**Extract to read**:
□ □ □ □ □

I recently bought a Bohning Blazer Helical jig. Works great, puts a 3 degree helical fletch on the arrow. Very simple to use. I have been very happy with it


----------



## wglide85 (Feb 5, 2007)

I have recently switched to the Arizona Mini Fletching jig. Used the Bohning Blazer Helical jig and broke the plastic. Yes, I am rough on things. I have a Blitz and while happy with it I like the more radical helical of the Arizona jig.


----------



## rdneckhillbilly (Jan 25, 2010)

Any opinions on the Jojan Monofletcher fletching Jig?


----------



## JB9 (May 7, 2009)

The bad thing about the EZ fletch is you cant adjust the length from the back end of the shaft to the fletch. Another problem I had was all the glue running to one end of the fletch since it holds the arrow vertical when you set it down where other jigs are more horizontal. Fletched one batch of arrows with it and never used it again.


----------



## jerzy-joe (May 23, 2010)

*Getten jiggy wit it*

I had my bitzenburger jig for 16 years now and I have no problem with it,straight and right clamps,it's worth every $$$.


----------



## bowhunter247365 (Apr 21, 2010)

*Jig*

I have a Bitz and love it. Search on here for a used 1.


----------



## FSUBIGMAC (Oct 16, 2008)

+1 on the blazer helix jig --- pretty much idiot proof and puts a nice twist on the short vanes


----------



## dnullify (Apr 16, 2010)

□ □ □ □ □

**Extracted records**:
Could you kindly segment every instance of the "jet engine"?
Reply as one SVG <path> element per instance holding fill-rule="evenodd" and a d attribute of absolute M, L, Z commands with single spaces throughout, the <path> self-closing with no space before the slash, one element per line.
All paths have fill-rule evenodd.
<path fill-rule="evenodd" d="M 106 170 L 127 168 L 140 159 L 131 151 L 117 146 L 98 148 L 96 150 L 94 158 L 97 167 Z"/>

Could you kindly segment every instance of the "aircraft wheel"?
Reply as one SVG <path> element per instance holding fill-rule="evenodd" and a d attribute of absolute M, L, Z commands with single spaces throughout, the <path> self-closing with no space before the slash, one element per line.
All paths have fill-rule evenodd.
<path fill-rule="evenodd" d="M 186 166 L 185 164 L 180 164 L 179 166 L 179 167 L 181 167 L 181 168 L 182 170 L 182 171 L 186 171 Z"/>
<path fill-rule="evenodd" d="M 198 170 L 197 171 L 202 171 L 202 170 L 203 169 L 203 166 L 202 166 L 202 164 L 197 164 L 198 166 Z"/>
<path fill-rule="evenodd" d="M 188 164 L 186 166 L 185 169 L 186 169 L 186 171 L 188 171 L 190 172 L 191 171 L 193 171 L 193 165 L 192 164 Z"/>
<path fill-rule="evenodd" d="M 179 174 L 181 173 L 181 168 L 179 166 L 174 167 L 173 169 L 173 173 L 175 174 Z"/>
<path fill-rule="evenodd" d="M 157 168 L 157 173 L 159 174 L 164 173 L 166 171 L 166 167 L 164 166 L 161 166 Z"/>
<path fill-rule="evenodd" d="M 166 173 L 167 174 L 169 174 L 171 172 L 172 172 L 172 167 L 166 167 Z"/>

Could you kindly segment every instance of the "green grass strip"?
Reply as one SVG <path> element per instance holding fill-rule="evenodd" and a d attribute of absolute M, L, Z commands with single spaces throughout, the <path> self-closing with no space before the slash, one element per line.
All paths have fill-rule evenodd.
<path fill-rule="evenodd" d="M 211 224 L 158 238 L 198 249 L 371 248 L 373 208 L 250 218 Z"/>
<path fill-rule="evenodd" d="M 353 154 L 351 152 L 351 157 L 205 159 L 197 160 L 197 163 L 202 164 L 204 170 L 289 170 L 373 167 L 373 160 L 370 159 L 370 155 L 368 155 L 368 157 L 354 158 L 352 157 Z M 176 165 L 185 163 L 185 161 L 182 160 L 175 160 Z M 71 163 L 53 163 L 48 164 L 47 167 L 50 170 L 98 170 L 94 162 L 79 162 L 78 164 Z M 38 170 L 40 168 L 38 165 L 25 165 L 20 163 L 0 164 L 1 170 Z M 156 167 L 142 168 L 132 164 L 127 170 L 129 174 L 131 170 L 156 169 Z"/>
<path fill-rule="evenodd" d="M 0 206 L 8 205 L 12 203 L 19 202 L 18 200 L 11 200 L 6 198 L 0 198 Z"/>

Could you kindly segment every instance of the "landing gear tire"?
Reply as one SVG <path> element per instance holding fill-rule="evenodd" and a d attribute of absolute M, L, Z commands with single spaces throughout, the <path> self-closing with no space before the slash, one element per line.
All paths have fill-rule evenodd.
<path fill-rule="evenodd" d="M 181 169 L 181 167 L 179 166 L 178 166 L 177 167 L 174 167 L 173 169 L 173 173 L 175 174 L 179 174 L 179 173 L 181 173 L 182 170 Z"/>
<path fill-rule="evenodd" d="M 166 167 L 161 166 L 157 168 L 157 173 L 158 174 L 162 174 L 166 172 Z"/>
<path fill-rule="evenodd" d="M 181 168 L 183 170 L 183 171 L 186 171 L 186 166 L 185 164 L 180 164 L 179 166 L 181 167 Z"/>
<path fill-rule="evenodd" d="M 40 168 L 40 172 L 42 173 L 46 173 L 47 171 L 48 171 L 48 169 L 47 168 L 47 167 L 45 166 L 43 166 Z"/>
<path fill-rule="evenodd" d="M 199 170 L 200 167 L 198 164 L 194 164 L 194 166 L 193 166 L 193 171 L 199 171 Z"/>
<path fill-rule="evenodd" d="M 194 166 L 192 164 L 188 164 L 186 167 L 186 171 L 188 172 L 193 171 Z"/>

□ □ □ □ □

**Instruction A**: Print the part of the fletching jig thread from "## wglide85 (Feb" up to and including "Monofletcher fletching Jig?".
**Instruction B**:
Answer these questions using the fletching jig thread:
(i) How many degrees of helical fletch does the Bohning Blazer Helical jig put on the arrow?
(ii) Which jig did wglide85 switch to?
(iii) For how many years has jerzy-joe had the bitzenburger jig?
The material is separate from the fletching jig thread.

**Exercise response A**:
## wglide85 (Feb 5, 2007)

I have recently switched to the Arizona Mini Fletching jig. Used the Bohning Blazer Helical jig and broke the plastic. Yes, I am rough on things. I have a Blitz and while happy with it I like the more radical helical of the Arizona jig.


----------



## rdneckhillbilly (Jan 25, 2010)

Any opinions on the Jojan Monofletcher fletching Jig?

**Exercise response B**:
(i) 3 degrees
(ii) The Arizona Mini Fletching jig
(iii) 16 years